■ SOURCE DOCUMENT
◆ ◆ ◆ ◆
Parallel Computation of Similarity Matrices

NicolasHug / Surprise

A Python scikit for building and analyzing recommender systems

http://surpriselib.com

BSD 3-Clause "New" or "Revised" License

6.27k stars 1k forks source link

Parallel Computation of Similarity Matrices #169

Open gautamramk opened 6 years ago

gautamramk commented 6 years ago

Hi, I was wondering if it would be feasible to make the computation of similarity matrices run in parallel. This would help speed up the process, utilizing multiple cores for computation.

Reference link for Parallel Programming with CPython: http://cython.readthedocs.io/en/latest/src/userguide/parallelism.html

NicolasHug commented 6 years ago

I guess it would be fairly easy to do with joblib yes, especially since all the similarity metrics are computed with some sort of map / reduce process.

I assume though that you're asking because Spearman computation takes a lot of time (#168 )? I implemented a non-optimized version of Spearman's tau a while ago, and I remember it taking forever to compute. There are probably ways to optimize it (besides parallel computin) but I'm not familiar at all with the details.
◆ ◆ ◆ ◆
■ DATA LINES
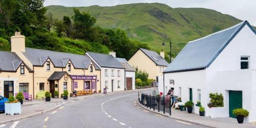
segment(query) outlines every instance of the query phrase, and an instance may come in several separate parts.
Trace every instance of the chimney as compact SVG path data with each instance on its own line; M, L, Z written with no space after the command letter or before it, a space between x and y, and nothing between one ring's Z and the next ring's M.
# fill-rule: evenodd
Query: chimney
M160 52L160 56L161 56L161 57L162 57L162 58L164 59L164 52L163 51L162 49L162 51Z
M12 52L25 52L25 36L20 35L20 32L15 32L11 37L11 43Z
M109 53L110 55L112 55L114 57L116 57L116 52L111 52Z

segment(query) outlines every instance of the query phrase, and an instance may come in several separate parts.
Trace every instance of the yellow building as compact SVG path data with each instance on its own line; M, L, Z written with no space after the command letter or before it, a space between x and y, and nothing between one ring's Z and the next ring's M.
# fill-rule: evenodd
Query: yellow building
M136 71L147 72L149 79L156 79L159 76L163 75L164 70L169 65L164 58L163 51L159 55L155 51L140 48L128 62Z
M88 56L25 48L25 38L16 32L11 38L11 52L1 52L9 55L1 54L0 59L9 60L0 63L0 95L8 97L7 94L26 91L35 98L40 91L53 97L58 91L59 97L65 90L99 92L100 69ZM11 55L13 58L6 57Z

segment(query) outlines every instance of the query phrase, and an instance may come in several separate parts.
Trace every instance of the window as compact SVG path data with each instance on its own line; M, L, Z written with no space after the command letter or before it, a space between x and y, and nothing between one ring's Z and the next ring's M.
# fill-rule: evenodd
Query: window
M108 86L108 81L105 81L105 88L106 88L106 89L109 89L109 87Z
M201 90L197 90L197 101L201 101Z
M120 80L117 80L117 88L120 88Z
M111 76L115 76L115 70L111 70Z
M68 84L67 82L64 82L63 83L63 90L67 90L67 84Z
M40 82L39 83L39 91L45 91L45 83Z
M90 66L90 72L92 72L93 71L93 65L91 65Z
M249 68L249 56L241 56L241 69L248 69Z
M46 69L48 71L50 70L50 61L47 61L46 63L47 67L46 67Z
M117 70L117 76L120 76L120 70Z
M105 69L105 76L108 76L108 74L109 73L108 73L108 70Z
M24 66L20 66L20 74L25 74L25 70L24 68Z
M71 71L71 63L70 63L68 64L68 71L69 72Z
M29 89L28 83L20 83L19 84L19 92L23 93L27 93Z

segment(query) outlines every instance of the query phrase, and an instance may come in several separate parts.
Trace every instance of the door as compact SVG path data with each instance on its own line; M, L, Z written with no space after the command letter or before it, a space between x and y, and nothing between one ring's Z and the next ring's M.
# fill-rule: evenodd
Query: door
M126 88L127 90L133 89L133 78L126 77Z
M52 94L52 97L54 97L54 91L55 91L55 87L54 87L54 80L50 81L50 93Z
M13 81L4 81L4 96L9 98L10 96L14 96Z
M191 88L189 88L189 100L193 101L193 93Z
M229 117L236 118L233 109L243 108L243 93L241 91L229 91Z

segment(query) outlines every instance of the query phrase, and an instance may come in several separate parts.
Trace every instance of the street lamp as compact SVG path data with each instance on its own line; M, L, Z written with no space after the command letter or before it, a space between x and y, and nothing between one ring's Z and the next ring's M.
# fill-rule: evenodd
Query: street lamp
M164 39L163 41L163 43L162 44L162 46L165 46L165 44L164 44L164 40L169 40L169 45L170 45L170 61L172 61L172 41L170 41L170 39Z

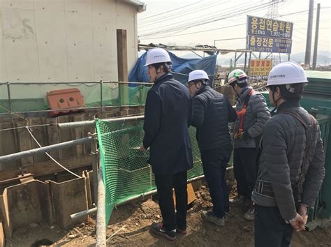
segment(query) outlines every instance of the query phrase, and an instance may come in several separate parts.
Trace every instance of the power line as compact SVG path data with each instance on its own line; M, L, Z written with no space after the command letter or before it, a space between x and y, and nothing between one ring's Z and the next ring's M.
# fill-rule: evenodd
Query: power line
◆ ◆ ◆ ◆
■ PROBLEMS TO SOLVE
- 1) List each detail that the similarity-matrix thread gives about the repository between its page title and the heading "Parallel Computation of Similarity Matrices #169".
- 2) Write the next part of the similarity-matrix thread, picking up after its final sentence.
The items have no connection to the similarity-matrix thread.

■ ANSWERS TO THE PROBLEMS
- 1)
- NicolasHug / Surprise
- A Python scikit for building and analyzing recommender systems
- http://surpriselib.com
- BSD 3-Clause "New" or "Revised" License
- 6.27k stars
- 1k forks

- 2)
gautamramk commented 6 years ago

I didn't ask this for the Spearman computation. Was just asking in general. Would be a very nice feature to have.

NicolasHug commented 6 years ago

Sure, I agree!

gautamramk commented 6 years ago

Can I take this up in my upcoming vacation?

NicolasHug commented 6 years ago

Absolutely

DibyamAgrawal commented 6 years ago

Hi gautamramk, I was wondering if you are working on this issue. If not I can take this up.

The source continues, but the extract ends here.